--- BEGIN PROVIDED MATERIAL ---

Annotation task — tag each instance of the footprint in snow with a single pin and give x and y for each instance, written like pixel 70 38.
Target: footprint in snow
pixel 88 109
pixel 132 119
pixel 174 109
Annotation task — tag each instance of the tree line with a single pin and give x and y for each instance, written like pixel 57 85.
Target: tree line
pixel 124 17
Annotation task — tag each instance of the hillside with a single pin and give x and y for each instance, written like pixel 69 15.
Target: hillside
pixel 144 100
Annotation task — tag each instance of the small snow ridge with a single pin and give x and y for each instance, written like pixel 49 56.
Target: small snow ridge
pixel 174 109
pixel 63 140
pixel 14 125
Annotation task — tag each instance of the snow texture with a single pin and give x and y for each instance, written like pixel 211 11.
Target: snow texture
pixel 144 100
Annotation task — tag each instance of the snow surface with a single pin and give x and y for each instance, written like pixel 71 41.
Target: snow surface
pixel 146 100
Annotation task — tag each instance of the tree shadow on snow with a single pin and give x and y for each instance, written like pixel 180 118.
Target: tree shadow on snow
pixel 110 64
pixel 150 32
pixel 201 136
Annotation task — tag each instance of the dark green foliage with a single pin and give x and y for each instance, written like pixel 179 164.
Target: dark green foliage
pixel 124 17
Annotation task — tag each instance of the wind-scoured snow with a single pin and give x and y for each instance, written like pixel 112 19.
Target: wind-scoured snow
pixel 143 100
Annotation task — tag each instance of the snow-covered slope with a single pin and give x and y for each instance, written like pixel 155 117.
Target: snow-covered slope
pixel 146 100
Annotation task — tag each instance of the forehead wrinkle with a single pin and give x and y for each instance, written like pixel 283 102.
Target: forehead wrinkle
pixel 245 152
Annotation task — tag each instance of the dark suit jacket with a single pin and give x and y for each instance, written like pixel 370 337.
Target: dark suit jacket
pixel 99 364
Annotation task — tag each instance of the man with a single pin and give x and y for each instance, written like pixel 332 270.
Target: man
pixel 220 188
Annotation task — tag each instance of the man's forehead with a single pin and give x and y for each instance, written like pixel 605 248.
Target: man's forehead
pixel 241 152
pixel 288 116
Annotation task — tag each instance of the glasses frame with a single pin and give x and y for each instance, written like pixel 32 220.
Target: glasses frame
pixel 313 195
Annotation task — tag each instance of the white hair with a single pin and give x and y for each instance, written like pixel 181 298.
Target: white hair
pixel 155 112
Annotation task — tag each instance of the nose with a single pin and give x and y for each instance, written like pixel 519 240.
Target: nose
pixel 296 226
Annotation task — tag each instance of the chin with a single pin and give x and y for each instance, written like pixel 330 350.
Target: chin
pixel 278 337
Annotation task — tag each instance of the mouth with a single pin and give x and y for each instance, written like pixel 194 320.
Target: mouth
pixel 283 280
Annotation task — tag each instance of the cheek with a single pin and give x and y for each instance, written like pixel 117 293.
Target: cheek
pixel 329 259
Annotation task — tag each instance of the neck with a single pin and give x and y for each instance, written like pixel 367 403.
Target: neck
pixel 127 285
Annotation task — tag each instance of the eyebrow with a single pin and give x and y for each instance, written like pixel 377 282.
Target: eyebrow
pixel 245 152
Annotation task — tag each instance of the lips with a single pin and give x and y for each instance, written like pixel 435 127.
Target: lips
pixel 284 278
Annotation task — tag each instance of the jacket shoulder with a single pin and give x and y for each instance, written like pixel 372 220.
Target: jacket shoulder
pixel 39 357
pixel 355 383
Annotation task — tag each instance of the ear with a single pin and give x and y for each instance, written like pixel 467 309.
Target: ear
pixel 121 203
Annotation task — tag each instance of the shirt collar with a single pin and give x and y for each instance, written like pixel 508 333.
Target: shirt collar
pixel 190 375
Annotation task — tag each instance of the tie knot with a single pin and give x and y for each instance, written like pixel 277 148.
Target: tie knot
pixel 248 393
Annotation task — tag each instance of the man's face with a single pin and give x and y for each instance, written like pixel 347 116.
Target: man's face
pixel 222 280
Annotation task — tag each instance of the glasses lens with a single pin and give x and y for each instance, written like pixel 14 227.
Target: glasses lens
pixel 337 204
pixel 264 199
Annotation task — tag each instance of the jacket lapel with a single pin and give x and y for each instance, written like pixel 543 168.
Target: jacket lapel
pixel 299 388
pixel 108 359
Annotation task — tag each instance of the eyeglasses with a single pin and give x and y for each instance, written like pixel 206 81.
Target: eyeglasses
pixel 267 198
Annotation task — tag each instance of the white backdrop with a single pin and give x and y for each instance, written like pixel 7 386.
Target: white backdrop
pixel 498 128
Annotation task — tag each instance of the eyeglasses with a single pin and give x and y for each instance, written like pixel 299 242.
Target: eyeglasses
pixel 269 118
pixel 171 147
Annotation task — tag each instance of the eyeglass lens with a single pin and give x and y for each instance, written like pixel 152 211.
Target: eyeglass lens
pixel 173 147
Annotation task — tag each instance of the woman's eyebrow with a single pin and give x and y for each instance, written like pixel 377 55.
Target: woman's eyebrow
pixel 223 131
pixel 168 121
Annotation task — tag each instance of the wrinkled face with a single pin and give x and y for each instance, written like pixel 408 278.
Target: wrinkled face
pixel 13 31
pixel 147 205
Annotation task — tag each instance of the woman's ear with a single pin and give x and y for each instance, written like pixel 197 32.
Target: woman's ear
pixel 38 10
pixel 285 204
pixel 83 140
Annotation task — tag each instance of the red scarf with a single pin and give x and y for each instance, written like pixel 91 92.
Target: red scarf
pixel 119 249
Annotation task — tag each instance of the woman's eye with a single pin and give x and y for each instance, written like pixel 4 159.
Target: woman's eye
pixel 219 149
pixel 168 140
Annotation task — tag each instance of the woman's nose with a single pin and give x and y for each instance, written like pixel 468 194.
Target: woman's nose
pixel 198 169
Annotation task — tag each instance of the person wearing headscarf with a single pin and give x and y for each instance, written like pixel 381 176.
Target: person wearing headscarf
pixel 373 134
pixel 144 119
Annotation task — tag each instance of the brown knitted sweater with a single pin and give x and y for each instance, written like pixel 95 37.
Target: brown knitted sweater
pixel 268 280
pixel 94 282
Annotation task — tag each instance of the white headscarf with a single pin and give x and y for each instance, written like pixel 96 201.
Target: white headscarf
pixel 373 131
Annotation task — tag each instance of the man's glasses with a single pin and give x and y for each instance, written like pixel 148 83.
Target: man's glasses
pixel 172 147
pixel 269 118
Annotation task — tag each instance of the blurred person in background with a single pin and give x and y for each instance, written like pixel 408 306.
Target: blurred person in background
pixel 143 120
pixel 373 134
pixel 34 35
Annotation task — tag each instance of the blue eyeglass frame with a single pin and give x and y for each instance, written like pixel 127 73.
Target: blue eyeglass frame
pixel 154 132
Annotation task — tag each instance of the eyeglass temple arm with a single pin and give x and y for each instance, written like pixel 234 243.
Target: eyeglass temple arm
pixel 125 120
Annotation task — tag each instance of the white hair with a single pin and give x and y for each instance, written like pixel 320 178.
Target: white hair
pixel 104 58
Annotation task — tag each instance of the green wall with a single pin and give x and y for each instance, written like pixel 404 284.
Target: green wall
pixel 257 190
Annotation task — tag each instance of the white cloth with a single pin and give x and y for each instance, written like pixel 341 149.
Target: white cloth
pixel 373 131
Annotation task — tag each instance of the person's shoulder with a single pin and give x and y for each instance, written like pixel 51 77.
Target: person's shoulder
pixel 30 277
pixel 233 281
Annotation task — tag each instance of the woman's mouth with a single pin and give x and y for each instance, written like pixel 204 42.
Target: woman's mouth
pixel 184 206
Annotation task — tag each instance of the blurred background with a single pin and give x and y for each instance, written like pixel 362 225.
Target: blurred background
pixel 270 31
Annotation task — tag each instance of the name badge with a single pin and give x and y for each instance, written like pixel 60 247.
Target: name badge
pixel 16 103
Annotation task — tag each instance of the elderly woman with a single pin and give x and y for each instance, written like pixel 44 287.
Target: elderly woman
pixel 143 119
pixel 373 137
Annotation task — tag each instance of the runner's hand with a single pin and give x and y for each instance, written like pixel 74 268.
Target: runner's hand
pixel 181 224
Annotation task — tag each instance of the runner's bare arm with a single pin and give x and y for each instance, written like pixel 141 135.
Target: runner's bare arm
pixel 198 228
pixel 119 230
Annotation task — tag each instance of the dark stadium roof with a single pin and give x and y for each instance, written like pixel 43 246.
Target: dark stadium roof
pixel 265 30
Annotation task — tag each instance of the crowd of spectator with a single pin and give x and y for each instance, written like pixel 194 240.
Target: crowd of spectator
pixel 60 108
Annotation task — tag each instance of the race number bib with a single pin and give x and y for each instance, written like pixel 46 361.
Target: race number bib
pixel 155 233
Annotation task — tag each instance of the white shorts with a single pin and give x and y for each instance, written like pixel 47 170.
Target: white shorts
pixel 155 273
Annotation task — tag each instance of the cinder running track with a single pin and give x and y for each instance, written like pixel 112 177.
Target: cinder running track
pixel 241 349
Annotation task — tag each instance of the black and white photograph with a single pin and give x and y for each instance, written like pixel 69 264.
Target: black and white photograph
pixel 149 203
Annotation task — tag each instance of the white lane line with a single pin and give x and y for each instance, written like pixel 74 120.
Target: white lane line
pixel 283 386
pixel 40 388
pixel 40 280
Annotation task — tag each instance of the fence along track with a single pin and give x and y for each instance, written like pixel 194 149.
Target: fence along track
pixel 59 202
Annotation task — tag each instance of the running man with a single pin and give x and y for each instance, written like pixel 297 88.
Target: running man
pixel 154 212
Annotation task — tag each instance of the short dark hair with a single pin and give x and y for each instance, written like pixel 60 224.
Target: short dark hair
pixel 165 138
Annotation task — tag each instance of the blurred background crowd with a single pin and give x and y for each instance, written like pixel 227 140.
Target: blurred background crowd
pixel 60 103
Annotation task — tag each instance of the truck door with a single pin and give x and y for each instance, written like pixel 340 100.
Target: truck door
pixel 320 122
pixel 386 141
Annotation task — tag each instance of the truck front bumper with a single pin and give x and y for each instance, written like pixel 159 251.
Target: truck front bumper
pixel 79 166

--- END PROVIDED MATERIAL ---

→ EXERCISE OBJECTIVE
Reproduce exactly the lines from the one with "Annotation task — tag each instance of the short" through the end of the entries above, both ends included.

→ SOLVED PROBLEM
Annotation task — tag each instance of the short dark hair with a single pin and give x and y for each instance, written like pixel 60 224.
Target: short dark hair
pixel 165 138
Annotation task — tag each instance of the blurred background crowd with a single pin and give x and y for each instance, written like pixel 227 140.
Target: blurred background crowd
pixel 60 103
Annotation task — tag each instance of the truck door with a single pin and give x and y for each instance, written like pixel 340 100.
Target: truck door
pixel 320 122
pixel 386 141
Annotation task — tag each instance of the truck front bumper with a single pin and give x and y for each instance, written like pixel 159 251.
Target: truck front bumper
pixel 79 166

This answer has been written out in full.